Short exercise
Please format the lines below as a two-column CSV with the headers text and points. Each row should pair one line of text with all the coordinates listed under it, with each field quoted and line breaks replaced by spaces.

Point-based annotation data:
>>>
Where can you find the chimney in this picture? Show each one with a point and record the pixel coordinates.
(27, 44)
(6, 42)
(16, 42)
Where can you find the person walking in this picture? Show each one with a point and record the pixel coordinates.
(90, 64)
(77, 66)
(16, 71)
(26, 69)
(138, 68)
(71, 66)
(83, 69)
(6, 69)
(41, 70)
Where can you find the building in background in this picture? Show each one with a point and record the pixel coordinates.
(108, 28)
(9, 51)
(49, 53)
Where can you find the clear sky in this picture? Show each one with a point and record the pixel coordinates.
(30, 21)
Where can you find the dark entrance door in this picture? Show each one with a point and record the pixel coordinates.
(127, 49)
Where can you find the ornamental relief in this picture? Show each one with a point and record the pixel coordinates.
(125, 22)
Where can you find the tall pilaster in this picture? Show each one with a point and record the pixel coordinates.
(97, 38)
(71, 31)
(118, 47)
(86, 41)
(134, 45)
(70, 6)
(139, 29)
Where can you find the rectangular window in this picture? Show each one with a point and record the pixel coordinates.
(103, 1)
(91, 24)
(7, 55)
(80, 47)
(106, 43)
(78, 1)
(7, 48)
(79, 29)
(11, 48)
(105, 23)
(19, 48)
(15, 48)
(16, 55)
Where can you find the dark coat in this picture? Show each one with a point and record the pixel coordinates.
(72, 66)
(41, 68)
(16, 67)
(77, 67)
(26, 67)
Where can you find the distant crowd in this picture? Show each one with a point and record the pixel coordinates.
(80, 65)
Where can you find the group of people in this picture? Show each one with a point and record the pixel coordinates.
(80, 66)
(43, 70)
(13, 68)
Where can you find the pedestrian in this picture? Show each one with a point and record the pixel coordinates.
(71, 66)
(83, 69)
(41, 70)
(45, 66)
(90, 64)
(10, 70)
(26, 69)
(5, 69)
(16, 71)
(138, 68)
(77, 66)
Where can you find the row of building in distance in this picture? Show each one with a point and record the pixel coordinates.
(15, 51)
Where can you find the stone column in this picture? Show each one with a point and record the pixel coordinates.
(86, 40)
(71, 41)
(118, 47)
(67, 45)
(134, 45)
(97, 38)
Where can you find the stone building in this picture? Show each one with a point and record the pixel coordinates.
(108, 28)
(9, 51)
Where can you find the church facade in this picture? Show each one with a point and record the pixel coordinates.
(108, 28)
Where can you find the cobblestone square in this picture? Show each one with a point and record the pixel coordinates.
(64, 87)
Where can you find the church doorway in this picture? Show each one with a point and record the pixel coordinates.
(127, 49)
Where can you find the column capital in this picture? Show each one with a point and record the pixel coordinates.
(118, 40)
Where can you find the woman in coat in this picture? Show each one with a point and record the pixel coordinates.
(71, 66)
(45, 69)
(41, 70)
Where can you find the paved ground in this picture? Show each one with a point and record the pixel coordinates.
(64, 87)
<<<
Written solution
text,points
"Where can you find the chimney in this picture? Show each one with a point and record the pixel coordinates.","(27, 44) (6, 42) (16, 42)"
"Where can you find the person walking in this picture? Show each one with a point and record the pixel coordinates.","(90, 64) (77, 66) (16, 71) (26, 69) (138, 68) (71, 66) (83, 69) (6, 69) (41, 70)"
"Where can you find the building in background in this picture? Show each one with a point and record the pixel coordinates.","(108, 28) (9, 51) (49, 53)"
"Where can you find the clear sky in this picture? Show each one with a point and record the pixel coordinates.","(30, 21)"
"Where can you find the dark entrance door in this picture? Show each one with a point and record the pixel coordinates.","(127, 49)"
"Where can you find the ornamental relief in this picture? Show each one with a point and record the pixel coordinates.","(125, 22)"
"Where can you find the tall pilaster in this picture? Show each one with a point and record the pixel coordinates.","(97, 38) (71, 31) (118, 47) (86, 41) (134, 45) (70, 6) (139, 29)"
"Where can you find the rectangular window in this picture? Show each one with a point and record the pixel coordinates.","(103, 1) (91, 24) (7, 55) (80, 47) (106, 43) (78, 1) (7, 48) (79, 29) (11, 48) (105, 23) (19, 48) (15, 48) (16, 55)"
"Where can you find the dark coat in this picture? Show each one with a point and record the pixel coordinates.","(72, 66) (41, 68) (16, 67) (77, 67) (26, 67)"
"Where can you find the distant crowd in this picture? Show each one with a point and record the pixel coordinates.","(80, 65)"
"Where can you find the group of people in this picture? Show each one with a point and record the pixel coordinates.","(80, 66) (43, 70) (13, 68)"
"Where can you find the pedestrian in this picture? Show each one with a point and record the pixel coordinates.","(71, 66) (83, 69) (41, 70) (45, 66) (90, 64) (10, 70) (26, 69) (5, 69) (16, 71) (138, 68) (77, 66)"
"Where can you find the row of building in distance in this picture? Show each one with a point and record the pixel coordinates.","(15, 51)"
"Where can you find the stone column in this picture? Show each one with a point and record the pixel coordinates.","(86, 40) (71, 41) (118, 47) (67, 45) (134, 45) (97, 38)"
"Where can you find the stone building in this picture? Show each one with a point and record the pixel coordinates.","(108, 28) (9, 51)"
"Where can you find the church facade in this picture? Show each one with a point and record the pixel coordinates.","(108, 28)"
"Where can you find the cobblestone square in this picture? Show each one with a point and record the pixel coordinates.","(64, 87)"
"Where can you find the church doorway in this picture? Show each one with a point and record the pixel coordinates.","(127, 49)"
"Where can you find the column capital in this picture? Show each one with a point and record the pixel coordinates.","(118, 40)"
"Where can you find the woman in coat in this picture? Show each one with a point and record the pixel coordinates.","(71, 66) (45, 69) (41, 70)"
"Where can you find the paved ground in this picture? Show each one with a point and record the pixel coordinates.","(64, 87)"